=== PROBLEM DETAILS ===
Revise everything from the start of the items down to the line containing "point(81, 57)", replacing "group of people" with "crowd" and leaving the rest unchanged. Return only those lines.

[Entries from a dataset]
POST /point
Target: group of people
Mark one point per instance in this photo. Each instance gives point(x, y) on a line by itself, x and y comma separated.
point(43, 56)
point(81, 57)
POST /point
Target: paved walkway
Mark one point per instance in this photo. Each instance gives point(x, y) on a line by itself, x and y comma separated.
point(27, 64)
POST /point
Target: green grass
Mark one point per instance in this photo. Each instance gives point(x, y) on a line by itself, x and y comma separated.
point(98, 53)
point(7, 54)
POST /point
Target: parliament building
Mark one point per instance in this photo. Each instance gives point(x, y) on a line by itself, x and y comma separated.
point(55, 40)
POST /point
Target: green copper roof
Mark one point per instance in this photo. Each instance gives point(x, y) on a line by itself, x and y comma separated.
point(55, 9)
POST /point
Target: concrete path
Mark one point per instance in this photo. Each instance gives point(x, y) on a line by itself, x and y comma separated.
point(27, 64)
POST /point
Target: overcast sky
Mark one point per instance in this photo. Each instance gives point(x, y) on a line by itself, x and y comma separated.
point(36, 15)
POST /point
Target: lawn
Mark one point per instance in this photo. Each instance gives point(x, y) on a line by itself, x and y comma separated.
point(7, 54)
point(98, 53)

=== ANSWER TO THE TASK ===
POST /point
Target: crowd
Mark one point per instance in this photo. Each instance gives point(x, y) on a line by itself, x and y comma separated.
point(43, 56)
point(81, 57)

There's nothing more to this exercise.